(Rows from a pointing dataset)
########################################
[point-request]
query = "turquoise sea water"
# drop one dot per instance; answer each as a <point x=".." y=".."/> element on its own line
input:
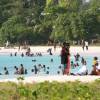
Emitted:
<point x="10" y="62"/>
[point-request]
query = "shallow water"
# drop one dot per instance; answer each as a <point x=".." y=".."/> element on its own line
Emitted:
<point x="10" y="62"/>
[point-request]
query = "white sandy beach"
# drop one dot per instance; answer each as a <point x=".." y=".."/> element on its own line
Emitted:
<point x="93" y="51"/>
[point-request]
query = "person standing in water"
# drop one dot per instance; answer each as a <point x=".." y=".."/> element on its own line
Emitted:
<point x="65" y="57"/>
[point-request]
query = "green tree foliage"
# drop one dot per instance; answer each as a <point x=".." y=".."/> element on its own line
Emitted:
<point x="38" y="20"/>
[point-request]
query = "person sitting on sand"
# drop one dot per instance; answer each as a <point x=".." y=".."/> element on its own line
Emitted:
<point x="21" y="70"/>
<point x="96" y="69"/>
<point x="83" y="70"/>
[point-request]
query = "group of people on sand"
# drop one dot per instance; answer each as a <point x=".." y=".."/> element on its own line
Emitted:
<point x="96" y="66"/>
<point x="31" y="55"/>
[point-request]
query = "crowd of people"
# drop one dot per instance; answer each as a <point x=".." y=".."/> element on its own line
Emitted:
<point x="66" y="63"/>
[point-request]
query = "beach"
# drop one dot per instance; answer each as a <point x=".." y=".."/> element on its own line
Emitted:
<point x="93" y="51"/>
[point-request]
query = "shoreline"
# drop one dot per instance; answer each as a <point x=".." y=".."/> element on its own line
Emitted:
<point x="93" y="51"/>
<point x="52" y="78"/>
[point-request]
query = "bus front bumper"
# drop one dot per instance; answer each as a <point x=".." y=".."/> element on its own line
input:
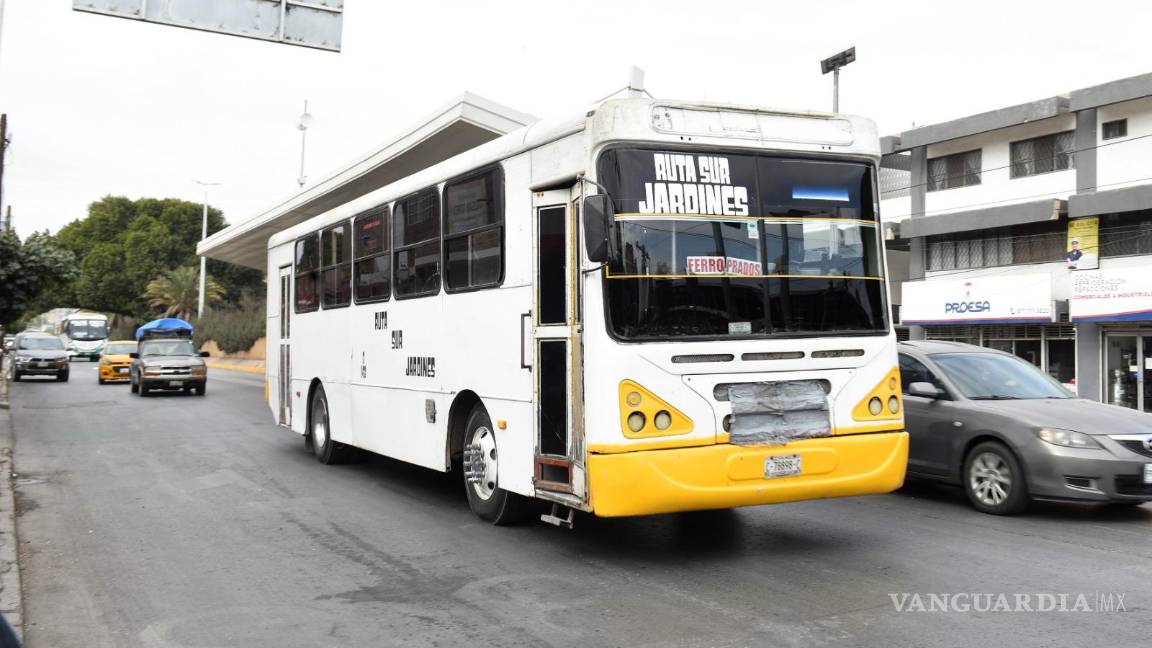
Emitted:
<point x="724" y="476"/>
########################################
Aim of the exercise
Put each line of the items above into a Markdown table with the columns Nr and Line, numbering the rows and skipping blank lines. Leave the pictures out.

Expected answer
| Nr | Line |
|---|---|
| 1 | [point-request] |
| 2 | query = "turquoise sea water" |
| 3 | # drop one dot per instance; answer each as a <point x=".." y=".."/> element on its own line |
| 4 | input: |
| 5 | Emitted: |
| 6 | <point x="10" y="62"/> |
| 7 | [point-request] |
| 8 | query = "shallow water" |
| 9 | # drop one dot per instance; answer each as a <point x=".." y=".."/> element on its own line |
| 10 | Emitted: |
| 11 | <point x="10" y="62"/> |
| 12 | [point-request] |
| 13 | query = "white sandy beach" |
| 14 | # drop one dot per instance; answer each as a <point x=".." y=".."/> element on its own line |
| 15 | Emitted: |
| 16 | <point x="93" y="51"/> |
| 17 | [point-request] |
| 18 | query = "person standing in water" |
| 19 | # drop one dot per instance; answer each as a <point x=".." y=".."/> element on its own line |
| 20 | Emitted: |
| 21 | <point x="65" y="57"/> |
| 22 | [point-request] |
| 23 | query = "green tree foliage" |
| 24 | # drop one dot per instance; answer each as a <point x=".." y=".."/> element on its own line |
| 25 | Emitted: |
| 26 | <point x="38" y="20"/> |
| 27 | [point-request] |
| 28 | query = "person sitting on sand" |
| 29 | # drop one dot per instance; answer each as a <point x=".." y=".."/> element on its own line |
| 30 | Emitted: |
| 31 | <point x="21" y="70"/> |
| 32 | <point x="96" y="69"/> |
| 33 | <point x="83" y="70"/> |
| 34 | [point-request] |
| 35 | query = "group of people on sand" |
| 36 | # drop one dot per instance; answer each as a <point x=".." y=".."/> element on its own line |
| 37 | Emitted: |
| 38 | <point x="96" y="66"/> |
| 39 | <point x="31" y="55"/> |
| 40 | [point-request] |
| 41 | query = "crowd of people" |
| 42 | # drop one dot per instance; answer each as a <point x=".." y=".."/> element on its own line |
| 43 | Emitted: |
| 44 | <point x="66" y="63"/> |
| 45 | [point-request] |
| 46 | query = "beach" |
| 47 | # drop one dot per instance; answer each as a <point x=".." y=".."/> element on its own line |
| 48 | Emitted: |
| 49 | <point x="93" y="51"/> |
| 50 | [point-request] |
| 51 | query = "shoreline" |
| 52 | # drop one dot per instance; answer each as a <point x=".." y=".."/> element on its own line |
| 53 | Emitted: |
| 54 | <point x="93" y="51"/> |
| 55 | <point x="52" y="78"/> |
| 56 | [point-request] |
| 57 | query = "bus front bumper" |
| 58 | # drop one dot per instance; answer each as a <point x=".." y=".."/> element on its own line |
| 59 | input: |
| 60 | Emitted: |
| 61 | <point x="724" y="476"/> |